# START OF Data provided
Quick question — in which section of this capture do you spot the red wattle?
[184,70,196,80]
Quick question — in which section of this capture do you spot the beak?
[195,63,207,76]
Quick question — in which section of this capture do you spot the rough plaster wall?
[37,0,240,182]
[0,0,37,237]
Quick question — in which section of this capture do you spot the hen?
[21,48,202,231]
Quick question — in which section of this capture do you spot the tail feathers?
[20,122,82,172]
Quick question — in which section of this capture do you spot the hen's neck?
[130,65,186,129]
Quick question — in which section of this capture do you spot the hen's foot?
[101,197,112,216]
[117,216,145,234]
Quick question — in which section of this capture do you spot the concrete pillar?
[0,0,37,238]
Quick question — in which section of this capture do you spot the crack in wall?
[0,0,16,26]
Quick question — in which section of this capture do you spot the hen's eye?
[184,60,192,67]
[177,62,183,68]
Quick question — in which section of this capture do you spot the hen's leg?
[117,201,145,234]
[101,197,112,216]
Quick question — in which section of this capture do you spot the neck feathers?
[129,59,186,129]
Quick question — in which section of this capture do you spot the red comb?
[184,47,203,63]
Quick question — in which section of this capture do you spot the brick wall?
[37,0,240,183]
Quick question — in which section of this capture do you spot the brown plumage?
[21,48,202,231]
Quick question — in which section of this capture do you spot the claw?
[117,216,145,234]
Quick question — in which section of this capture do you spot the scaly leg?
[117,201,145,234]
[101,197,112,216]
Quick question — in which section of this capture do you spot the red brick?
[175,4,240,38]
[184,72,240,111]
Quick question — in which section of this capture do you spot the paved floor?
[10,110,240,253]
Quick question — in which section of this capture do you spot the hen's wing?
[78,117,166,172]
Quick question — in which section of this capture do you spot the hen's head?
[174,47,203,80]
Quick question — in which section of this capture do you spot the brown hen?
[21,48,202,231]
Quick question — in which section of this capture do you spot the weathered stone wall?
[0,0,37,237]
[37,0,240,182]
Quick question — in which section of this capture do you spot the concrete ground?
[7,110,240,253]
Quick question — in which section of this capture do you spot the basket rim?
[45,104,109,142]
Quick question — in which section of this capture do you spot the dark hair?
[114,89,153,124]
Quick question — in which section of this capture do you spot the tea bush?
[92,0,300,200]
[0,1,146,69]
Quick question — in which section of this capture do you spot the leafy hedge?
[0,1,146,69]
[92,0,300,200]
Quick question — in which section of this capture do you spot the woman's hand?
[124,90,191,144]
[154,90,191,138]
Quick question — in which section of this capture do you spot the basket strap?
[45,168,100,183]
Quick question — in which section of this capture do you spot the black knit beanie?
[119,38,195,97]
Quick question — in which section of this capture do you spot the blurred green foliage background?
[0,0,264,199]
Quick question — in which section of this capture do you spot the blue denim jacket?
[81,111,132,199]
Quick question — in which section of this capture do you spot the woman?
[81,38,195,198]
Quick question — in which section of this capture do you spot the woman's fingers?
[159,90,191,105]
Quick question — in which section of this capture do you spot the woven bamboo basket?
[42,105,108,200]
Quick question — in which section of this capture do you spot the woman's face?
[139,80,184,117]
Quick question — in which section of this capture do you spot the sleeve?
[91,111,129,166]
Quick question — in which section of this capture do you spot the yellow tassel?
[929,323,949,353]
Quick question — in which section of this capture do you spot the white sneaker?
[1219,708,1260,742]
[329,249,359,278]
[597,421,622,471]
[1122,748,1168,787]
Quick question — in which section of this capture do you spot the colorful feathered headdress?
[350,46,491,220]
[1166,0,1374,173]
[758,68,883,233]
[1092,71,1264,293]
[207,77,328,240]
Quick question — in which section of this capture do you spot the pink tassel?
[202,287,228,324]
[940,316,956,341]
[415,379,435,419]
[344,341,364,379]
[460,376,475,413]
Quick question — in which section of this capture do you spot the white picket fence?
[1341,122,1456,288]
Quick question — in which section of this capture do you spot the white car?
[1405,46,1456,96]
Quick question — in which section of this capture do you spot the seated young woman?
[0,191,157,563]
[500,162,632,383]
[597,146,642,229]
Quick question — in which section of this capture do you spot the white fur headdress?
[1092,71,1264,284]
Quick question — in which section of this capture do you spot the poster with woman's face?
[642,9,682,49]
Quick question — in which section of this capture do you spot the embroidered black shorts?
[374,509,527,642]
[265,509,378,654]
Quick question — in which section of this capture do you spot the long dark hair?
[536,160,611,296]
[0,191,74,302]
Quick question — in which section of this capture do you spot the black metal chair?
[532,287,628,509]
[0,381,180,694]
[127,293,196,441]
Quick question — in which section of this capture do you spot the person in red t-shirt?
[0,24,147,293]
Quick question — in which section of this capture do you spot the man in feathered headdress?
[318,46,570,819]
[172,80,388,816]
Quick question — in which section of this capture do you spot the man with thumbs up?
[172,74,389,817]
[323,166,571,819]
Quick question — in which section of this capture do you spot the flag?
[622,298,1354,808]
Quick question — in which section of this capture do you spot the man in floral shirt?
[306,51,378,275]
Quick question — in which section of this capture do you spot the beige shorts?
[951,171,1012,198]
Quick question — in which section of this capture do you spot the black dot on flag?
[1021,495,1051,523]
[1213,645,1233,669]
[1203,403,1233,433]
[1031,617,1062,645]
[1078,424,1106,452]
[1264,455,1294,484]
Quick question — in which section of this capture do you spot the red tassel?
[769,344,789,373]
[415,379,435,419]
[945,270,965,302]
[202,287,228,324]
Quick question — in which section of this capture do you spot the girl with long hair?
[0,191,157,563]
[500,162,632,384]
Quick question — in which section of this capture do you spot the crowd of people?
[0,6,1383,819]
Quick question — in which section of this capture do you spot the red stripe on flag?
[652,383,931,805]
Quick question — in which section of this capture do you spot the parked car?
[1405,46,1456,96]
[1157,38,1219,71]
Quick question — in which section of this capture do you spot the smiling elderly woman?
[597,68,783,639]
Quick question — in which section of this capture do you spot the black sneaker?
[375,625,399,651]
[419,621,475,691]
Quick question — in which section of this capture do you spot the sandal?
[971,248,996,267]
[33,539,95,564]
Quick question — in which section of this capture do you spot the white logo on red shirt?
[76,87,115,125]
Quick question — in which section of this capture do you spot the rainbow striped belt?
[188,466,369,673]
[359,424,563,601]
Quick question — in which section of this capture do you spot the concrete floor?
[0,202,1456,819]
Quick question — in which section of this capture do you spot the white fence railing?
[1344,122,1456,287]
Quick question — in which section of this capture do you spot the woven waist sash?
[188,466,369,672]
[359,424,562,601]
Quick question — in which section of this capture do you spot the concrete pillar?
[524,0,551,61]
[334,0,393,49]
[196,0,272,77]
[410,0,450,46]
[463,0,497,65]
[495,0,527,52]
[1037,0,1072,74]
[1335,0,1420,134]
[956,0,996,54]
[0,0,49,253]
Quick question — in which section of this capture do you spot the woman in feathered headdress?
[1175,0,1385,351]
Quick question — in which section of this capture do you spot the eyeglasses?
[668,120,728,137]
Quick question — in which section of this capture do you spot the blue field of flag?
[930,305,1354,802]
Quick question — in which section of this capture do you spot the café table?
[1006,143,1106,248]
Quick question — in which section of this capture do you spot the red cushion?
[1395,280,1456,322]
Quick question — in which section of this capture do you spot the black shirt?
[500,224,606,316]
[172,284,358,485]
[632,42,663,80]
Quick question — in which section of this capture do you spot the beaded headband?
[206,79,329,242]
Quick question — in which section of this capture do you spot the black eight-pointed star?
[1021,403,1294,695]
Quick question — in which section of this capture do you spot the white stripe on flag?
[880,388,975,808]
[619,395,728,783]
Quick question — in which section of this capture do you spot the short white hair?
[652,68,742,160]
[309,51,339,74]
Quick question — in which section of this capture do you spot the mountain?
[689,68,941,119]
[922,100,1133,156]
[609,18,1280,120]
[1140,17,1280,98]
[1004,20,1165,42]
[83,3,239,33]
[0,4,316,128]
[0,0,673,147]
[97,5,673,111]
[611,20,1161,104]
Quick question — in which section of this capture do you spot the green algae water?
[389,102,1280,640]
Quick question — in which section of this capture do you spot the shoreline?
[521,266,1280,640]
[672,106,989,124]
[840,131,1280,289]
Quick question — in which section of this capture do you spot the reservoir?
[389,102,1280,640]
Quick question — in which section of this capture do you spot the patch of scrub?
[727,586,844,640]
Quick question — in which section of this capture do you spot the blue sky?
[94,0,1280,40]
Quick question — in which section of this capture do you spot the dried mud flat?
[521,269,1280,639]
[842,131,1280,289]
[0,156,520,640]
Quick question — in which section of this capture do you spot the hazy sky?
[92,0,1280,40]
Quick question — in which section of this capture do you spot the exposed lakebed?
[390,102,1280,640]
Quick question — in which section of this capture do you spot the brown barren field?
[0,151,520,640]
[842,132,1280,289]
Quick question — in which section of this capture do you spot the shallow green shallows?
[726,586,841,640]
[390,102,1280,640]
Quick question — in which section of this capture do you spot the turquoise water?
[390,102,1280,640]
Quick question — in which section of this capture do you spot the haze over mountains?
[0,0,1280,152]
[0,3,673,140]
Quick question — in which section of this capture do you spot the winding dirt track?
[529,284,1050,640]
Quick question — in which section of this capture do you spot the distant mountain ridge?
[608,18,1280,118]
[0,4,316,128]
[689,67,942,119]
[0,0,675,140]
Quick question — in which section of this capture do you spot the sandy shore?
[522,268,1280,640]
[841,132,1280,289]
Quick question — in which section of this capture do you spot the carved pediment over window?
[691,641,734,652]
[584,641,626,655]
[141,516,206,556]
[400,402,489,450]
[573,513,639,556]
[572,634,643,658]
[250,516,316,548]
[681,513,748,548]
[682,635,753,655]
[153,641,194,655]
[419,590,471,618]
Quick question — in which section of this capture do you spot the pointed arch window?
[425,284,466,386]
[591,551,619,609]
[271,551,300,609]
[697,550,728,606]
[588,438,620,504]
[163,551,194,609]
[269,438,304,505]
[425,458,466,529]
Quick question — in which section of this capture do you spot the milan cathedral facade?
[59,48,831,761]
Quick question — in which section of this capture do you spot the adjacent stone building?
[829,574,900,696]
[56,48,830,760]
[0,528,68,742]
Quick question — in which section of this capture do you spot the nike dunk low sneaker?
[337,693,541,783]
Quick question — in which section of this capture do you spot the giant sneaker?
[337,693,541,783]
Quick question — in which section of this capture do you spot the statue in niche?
# END OF Data provided
**What you need to do**
Please write out the items again without changes, beginning at the line that contains "crowd of people?" and stopping after the line that contains "[1006,143,1106,248]".

**Answer for the task**
Quick question — in which section of this capture do you spot the crowd of people?
[0,6,1383,819]
Quick question — in which section of this capture do you spot the red stripe on flag?
[652,383,931,805]
Quick question — in which section of this capture do you spot the parked car?
[1405,46,1456,96]
[1157,38,1219,71]
Quick question — in which section of this capture do you spot the smiling elderly woman?
[597,68,783,639]
Quick question — in which section of this capture do you spot the black sneaker?
[375,625,399,651]
[419,621,475,691]
Quick question — in which section of this capture do you spot the sandal?
[971,248,996,267]
[33,539,95,564]
Quick question — in which section of this capture do you spot the white logo on red shirt?
[76,87,115,125]
Quick question — in which section of this capture do you spot the rainbow striped belt?
[188,466,369,673]
[359,424,563,601]
Quick question — in which section of this capture do you spot the concrete floor?
[0,202,1456,819]
Quick question — in which section of this capture do you spot the white fence railing?
[1344,122,1456,287]
Quick question — in which section of this capture do you spot the woven waist sash?
[188,466,369,672]
[359,424,562,601]
Quick question — in which section of this capture do you spot the concrete pillar?
[524,0,551,61]
[334,0,393,49]
[196,0,272,77]
[410,0,450,46]
[463,0,497,65]
[495,0,527,52]
[1037,0,1072,74]
[1335,0,1420,134]
[956,0,996,54]
[0,0,49,253]
Quick question — in which section of this capture do you spot the woman in feathered headdress?
[1175,0,1385,351]
Quick question — in which section of this capture do you spot the eyeglasses?
[668,120,728,137]
Quick question — in which section of this capture do you spot the blue field of flag?
[930,305,1354,802]
Quick question — in which section of this capture do you spot the café table?
[1006,143,1106,248]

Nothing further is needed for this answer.